Exercise goal —
All of the entries below are to be copied word for word.

** Opening Given entries block **

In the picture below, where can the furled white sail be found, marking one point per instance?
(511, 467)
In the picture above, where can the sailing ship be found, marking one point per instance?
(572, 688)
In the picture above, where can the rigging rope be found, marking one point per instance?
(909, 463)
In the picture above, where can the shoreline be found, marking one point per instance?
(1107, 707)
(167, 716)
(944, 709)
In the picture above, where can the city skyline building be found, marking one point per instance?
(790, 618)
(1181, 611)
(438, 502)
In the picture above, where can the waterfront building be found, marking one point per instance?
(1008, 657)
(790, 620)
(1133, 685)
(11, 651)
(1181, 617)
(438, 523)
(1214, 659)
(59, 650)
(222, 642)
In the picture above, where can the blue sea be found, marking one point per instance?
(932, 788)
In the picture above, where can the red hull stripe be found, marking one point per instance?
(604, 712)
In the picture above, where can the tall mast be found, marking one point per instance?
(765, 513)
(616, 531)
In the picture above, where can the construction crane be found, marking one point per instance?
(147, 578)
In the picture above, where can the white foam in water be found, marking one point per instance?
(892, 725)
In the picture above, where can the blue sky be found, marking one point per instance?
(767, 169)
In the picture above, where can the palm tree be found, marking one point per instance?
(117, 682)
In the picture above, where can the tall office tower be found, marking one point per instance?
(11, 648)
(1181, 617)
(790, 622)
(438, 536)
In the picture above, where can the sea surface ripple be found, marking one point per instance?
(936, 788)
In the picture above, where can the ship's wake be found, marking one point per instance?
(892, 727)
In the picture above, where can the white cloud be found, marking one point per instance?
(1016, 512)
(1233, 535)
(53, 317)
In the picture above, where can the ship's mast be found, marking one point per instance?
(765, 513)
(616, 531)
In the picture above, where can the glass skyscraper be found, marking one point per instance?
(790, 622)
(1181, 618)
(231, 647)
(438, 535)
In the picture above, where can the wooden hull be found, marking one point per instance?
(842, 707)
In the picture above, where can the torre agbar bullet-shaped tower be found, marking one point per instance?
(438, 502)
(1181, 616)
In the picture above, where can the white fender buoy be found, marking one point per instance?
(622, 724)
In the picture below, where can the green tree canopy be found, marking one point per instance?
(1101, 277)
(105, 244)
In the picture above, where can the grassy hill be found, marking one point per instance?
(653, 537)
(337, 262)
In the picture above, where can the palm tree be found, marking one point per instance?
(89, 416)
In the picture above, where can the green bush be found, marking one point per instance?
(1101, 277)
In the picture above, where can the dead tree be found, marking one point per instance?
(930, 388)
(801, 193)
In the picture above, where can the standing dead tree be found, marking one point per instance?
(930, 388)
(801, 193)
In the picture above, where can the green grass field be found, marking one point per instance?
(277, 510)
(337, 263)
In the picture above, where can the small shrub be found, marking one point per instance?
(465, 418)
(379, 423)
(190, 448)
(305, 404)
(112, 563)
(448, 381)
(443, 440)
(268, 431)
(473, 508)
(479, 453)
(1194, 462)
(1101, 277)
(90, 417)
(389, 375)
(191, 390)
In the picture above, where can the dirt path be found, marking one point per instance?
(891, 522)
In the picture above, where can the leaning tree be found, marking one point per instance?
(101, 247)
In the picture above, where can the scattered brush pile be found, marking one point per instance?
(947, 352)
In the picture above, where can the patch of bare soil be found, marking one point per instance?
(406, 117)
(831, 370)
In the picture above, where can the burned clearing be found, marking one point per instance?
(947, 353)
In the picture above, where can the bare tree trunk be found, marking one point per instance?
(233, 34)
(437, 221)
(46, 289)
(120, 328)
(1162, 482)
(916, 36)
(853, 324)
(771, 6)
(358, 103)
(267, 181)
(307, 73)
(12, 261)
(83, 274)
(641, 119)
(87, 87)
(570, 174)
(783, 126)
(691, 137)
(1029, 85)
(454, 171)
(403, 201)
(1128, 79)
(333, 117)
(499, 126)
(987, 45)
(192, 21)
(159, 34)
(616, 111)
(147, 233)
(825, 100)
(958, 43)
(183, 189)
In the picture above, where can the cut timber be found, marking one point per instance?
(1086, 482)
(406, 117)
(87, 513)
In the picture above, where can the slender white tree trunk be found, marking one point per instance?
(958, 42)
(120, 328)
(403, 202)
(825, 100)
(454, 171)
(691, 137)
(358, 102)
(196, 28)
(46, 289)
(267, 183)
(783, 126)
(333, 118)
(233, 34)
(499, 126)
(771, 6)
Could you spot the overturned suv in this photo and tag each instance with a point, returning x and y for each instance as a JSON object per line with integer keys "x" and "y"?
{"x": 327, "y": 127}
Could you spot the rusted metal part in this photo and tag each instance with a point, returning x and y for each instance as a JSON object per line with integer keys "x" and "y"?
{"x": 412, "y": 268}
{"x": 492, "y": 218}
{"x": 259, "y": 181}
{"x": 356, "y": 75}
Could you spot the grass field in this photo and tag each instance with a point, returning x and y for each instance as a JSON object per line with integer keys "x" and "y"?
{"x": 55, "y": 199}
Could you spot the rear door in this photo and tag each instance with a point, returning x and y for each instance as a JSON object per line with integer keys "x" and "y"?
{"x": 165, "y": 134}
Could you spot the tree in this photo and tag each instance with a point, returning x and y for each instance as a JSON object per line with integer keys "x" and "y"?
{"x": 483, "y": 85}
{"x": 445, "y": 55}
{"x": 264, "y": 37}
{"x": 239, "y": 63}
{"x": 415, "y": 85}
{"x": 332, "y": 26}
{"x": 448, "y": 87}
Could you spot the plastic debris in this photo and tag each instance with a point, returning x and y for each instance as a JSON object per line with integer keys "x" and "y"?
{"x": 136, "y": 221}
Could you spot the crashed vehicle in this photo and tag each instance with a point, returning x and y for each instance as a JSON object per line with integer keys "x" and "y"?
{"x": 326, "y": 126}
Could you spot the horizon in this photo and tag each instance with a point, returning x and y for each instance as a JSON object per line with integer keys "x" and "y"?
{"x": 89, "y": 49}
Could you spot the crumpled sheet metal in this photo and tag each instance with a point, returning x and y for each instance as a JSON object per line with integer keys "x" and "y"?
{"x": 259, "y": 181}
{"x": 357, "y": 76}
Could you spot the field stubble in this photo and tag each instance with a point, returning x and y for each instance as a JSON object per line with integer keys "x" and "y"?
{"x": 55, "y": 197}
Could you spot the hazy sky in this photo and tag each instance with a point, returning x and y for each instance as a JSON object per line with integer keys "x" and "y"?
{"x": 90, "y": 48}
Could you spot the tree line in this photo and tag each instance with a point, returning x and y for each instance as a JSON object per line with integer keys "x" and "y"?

** Closing Given entries block **

Answer for the task —
In the picture below, where can the furled white sail be found, marking one point per instance?
(511, 467)
In the picture above, where can the sailing ship be found, marking one point per instance?
(572, 688)
In the picture above, where can the rigging rope be found, marking one point per instance?
(909, 463)
In the picture above, where can the shoreline be found, marking one point per instance?
(1107, 707)
(167, 716)
(944, 709)
In the picture above, where can the city skyline building be found, marking one point per instance?
(790, 618)
(1181, 611)
(438, 502)
In the picture above, where can the waterfront building be found, marking one point per instance?
(1008, 657)
(790, 620)
(1133, 685)
(11, 651)
(1181, 617)
(438, 523)
(1214, 659)
(59, 650)
(222, 642)
In the picture above, where can the blue sea be found, marking one point per instance?
(932, 788)
In the picture above, where can the red hull stripe be found, marking one point per instance?
(604, 712)
In the picture above, where can the tall mast be found, marking one point per instance?
(765, 513)
(616, 531)
In the picture above, where can the construction crane be found, marking one point per instance?
(147, 578)
In the picture above, where can the white foam in water be found, marking one point per instance?
(892, 725)
In the picture above, where can the blue sky be found, marking one point per instance?
(767, 169)
In the picture above, where can the palm tree be found, marking one point per instance?
(117, 682)
In the picture above, where can the tall office tower be found, marking one point per instance?
(11, 648)
(1181, 617)
(790, 622)
(438, 536)
In the picture above, where can the sea surface ripple be found, marking one point per instance?
(936, 788)
In the picture above, where can the ship's wake be found, marking one point per instance?
(892, 727)
In the picture above, where can the white cloud be found, marking one point per instance?
(1016, 512)
(1233, 535)
(53, 317)
In the picture above, where can the ship's mast be found, marking one point per instance?
(765, 513)
(616, 531)
In the picture above, where can the glass skyscraper be found, marking one point per instance?
(790, 622)
(1181, 618)
(231, 647)
(438, 535)
In the picture above, where can the wooden hull be found, marking one point per instance?
(842, 707)
In the picture above, where can the torre agbar bullet-shaped tower be found, marking one point per instance?
(438, 502)
(1181, 616)
In the picture above, where can the white fender buoy be found, marking one point per instance?
(622, 724)
In the picture below, where can the green tree canopy be found, marking one point per instance?
(1101, 277)
(105, 244)
In the picture above, where can the grassy hill be found, marking one point per instance?
(653, 537)
(337, 262)
In the picture above, where can the palm tree be found, marking one point per instance?
(89, 416)
In the picture above, where can the green bush be found, marking one point per instance?
(1101, 277)
In the picture above, where can the dead tree be found, marking one point per instance?
(930, 388)
(801, 193)
In the picture above, where can the standing dead tree be found, marking one point per instance?
(930, 388)
(801, 193)
In the picture above, where can the green grass field be found, marking one point per instance?
(277, 510)
(337, 263)
In the picture above, where can the small shrub be found, marking one point per instance?
(465, 418)
(379, 423)
(190, 448)
(305, 404)
(112, 563)
(448, 381)
(443, 440)
(268, 431)
(473, 508)
(479, 453)
(1194, 462)
(1101, 277)
(90, 417)
(389, 375)
(191, 390)
In the picture above, where can the dirt path be found, marking one point per instance?
(891, 522)
In the picture above, where can the leaning tree be found, marking one point per instance?
(101, 247)
In the picture above, where can the scattered brush pile be found, marking one point per instance?
(947, 352)
In the picture above, where can the patch of bare soil be found, marking one point per instance?
(406, 117)
(831, 370)
In the picture above, where can the burned clearing be found, marking one point per instance?
(947, 353)
In the picture above, where can the bare tree trunk be found, marking one point per instance?
(233, 34)
(437, 221)
(46, 289)
(120, 328)
(1162, 482)
(916, 36)
(853, 324)
(771, 6)
(358, 103)
(267, 181)
(307, 73)
(12, 261)
(83, 274)
(641, 119)
(87, 87)
(570, 174)
(783, 126)
(691, 137)
(1029, 85)
(454, 171)
(403, 201)
(1128, 79)
(333, 117)
(499, 126)
(987, 45)
(192, 21)
(159, 34)
(616, 111)
(147, 233)
(825, 100)
(958, 43)
(183, 189)
In the picture above, where can the cut timber be found, marking one point per instance?
(1086, 482)
(406, 117)
(87, 513)
In the picture above, where can the slender white tree trunk be found, marking one point per instance?
(958, 42)
(120, 328)
(403, 202)
(825, 100)
(454, 171)
(691, 137)
(358, 102)
(196, 28)
(46, 289)
(267, 183)
(783, 126)
(333, 118)
(233, 34)
(499, 126)
(771, 6)
Could you spot the overturned suv in this photo and tag each instance with a point, returning x and y for each instance as a JSON object per line with integer keys "x" and "y"?
{"x": 327, "y": 127}
Could you spot the rusted metal part in this photo and tag each instance with a point, returning x and y for each instance as a JSON object per line with integer keys "x" and "y"?
{"x": 412, "y": 268}
{"x": 492, "y": 218}
{"x": 259, "y": 181}
{"x": 356, "y": 75}
Could you spot the grass field in this photo and tag each instance with a point, returning x and y for each instance as a JSON object per line with integer keys "x" and "y"?
{"x": 55, "y": 199}
Could you spot the rear door in this photo and tag each instance with a point, returning x and y for each instance as a JSON object per line with integer keys "x" and "y"?
{"x": 165, "y": 134}
Could you spot the tree in this photo and tag each instance with a point, returning x and y for each instance as a JSON object per line with integer keys "x" and "y"?
{"x": 483, "y": 85}
{"x": 445, "y": 55}
{"x": 264, "y": 37}
{"x": 239, "y": 63}
{"x": 415, "y": 85}
{"x": 332, "y": 26}
{"x": 448, "y": 87}
Could you spot the plastic debris in this photo and tag each instance with a point, returning x and y for each instance as a JSON object per line with integer keys "x" and "y"?
{"x": 136, "y": 221}
Could you spot the crashed vehicle in this photo and tag each instance with a point, returning x and y for each instance as a JSON object per line with integer keys "x" and "y"?
{"x": 326, "y": 126}
Could you spot the horizon in this photo and tag each instance with a point, returning x and y for each instance as a JSON object per line with integer keys "x" and "y"?
{"x": 89, "y": 49}
Could you spot the crumpled sheet metal in this photo and tag each instance with a point, returning x and y for each instance as a JSON object per line with integer keys "x" and "y"?
{"x": 259, "y": 181}
{"x": 357, "y": 76}
Could you spot the field stubble in this photo and tag each instance with a point, returning x and y for each instance as a JSON object per line with integer keys "x" and "y"?
{"x": 55, "y": 197}
Could you spot the hazy sky in this photo and tag each instance with a point, returning x and y for each instance as a JSON object per line with integer keys "x" and "y"?
{"x": 90, "y": 48}
Could you spot the tree line in this photo and tag each instance with a point, returning x and y for each instance as a JSON object per line with integer keys "x" and "y"?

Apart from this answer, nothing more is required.